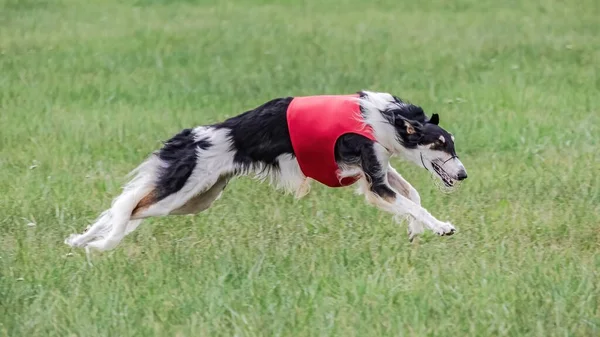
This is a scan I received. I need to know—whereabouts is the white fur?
[65,92,464,251]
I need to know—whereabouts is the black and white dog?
[65,91,467,251]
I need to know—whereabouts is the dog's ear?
[402,118,422,135]
[429,114,440,125]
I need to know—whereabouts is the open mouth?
[431,162,456,187]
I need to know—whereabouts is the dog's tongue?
[430,172,461,194]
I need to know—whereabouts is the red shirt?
[287,95,375,187]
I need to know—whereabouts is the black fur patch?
[156,129,212,201]
[213,97,294,169]
[335,133,396,198]
[364,92,456,156]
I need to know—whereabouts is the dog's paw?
[434,221,456,236]
[408,220,424,242]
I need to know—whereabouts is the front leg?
[360,143,456,235]
[387,164,424,242]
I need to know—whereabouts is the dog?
[65,91,467,251]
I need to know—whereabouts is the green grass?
[0,0,600,336]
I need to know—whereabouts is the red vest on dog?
[287,95,375,187]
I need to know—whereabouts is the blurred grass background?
[0,0,600,336]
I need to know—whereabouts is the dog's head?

^^^^^^^^

**Challenge**.
Can you reproduce the material above from the line that has "I need to know—whereabouts is the dog's ear?" through the line that has "[364,92,456,156]", keeping each request but shifting every bounding-box coordinate up by 132?

**The completed task**.
I need to know—whereabouts is the dog's ear?
[534,250,554,267]
[561,246,572,257]
I need to know—whereabouts is the open mouth?
[563,294,588,319]
I need to know—whereabouts is the dog's tongue?
[562,304,593,326]
I need to know—whereabouts is the red shirt?
[419,227,507,319]
I need to know—whereabouts is the black fur patch?
[288,261,344,333]
[345,229,426,301]
[467,265,528,330]
[496,224,588,288]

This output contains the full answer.